What the task requires =
Everything from the line that holds "Outline every instance of the rainbow" to the end of the entries below should be printed again, word for word, and nothing more.

Data records =
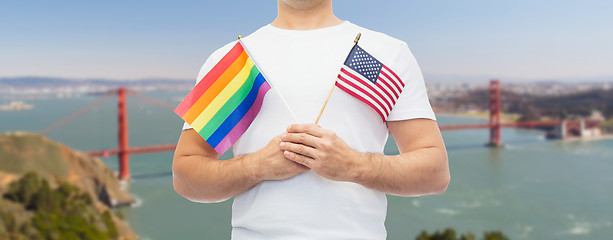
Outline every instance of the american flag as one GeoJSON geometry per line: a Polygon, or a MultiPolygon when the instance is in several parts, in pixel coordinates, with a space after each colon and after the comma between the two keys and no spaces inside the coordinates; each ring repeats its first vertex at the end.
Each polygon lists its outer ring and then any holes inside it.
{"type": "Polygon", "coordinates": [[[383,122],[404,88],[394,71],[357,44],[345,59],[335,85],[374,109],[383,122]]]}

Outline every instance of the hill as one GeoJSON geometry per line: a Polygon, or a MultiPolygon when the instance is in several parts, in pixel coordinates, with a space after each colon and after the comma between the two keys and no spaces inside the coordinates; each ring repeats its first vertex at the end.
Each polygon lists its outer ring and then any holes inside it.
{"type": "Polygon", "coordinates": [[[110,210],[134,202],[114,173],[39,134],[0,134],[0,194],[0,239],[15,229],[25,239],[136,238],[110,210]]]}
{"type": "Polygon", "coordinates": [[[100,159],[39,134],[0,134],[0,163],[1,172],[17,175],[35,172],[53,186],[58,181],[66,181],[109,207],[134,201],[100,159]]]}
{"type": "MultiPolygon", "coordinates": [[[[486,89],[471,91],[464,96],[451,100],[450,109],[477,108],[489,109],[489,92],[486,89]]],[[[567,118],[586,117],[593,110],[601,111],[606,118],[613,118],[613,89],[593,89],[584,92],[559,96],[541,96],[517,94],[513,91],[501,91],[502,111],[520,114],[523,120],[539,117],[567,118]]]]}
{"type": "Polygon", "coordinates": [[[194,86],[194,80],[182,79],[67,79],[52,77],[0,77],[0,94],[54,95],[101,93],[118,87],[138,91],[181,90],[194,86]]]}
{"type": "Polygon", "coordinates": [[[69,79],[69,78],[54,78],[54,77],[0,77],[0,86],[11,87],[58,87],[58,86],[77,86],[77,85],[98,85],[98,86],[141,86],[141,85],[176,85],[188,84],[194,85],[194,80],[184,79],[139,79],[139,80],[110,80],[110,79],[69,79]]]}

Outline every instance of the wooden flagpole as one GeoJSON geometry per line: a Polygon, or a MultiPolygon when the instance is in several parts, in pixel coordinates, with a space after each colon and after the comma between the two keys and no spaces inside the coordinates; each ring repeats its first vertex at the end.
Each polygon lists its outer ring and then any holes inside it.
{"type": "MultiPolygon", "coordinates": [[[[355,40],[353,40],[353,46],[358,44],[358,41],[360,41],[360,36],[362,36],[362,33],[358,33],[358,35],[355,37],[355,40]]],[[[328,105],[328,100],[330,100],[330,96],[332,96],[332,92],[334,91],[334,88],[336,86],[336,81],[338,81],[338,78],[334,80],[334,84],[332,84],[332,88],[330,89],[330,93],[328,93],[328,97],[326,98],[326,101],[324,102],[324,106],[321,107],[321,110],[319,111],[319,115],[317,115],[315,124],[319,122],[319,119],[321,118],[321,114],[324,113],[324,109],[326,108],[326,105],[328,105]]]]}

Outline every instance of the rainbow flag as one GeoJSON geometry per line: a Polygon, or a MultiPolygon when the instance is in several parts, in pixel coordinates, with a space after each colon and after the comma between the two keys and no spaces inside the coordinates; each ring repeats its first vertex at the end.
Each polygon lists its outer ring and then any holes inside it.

Result =
Outline every instance of the rainbow flag as one GeoJSON geometry per line: a Polygon, or a MultiPolygon when the instance is in several parts, in pixel coordinates, with a space after each colon and after the comma between the two keys and no spaces inside the coordinates; each ring repeats its first vertex at the end.
Each polygon lists its outer ring and then any holes inside it.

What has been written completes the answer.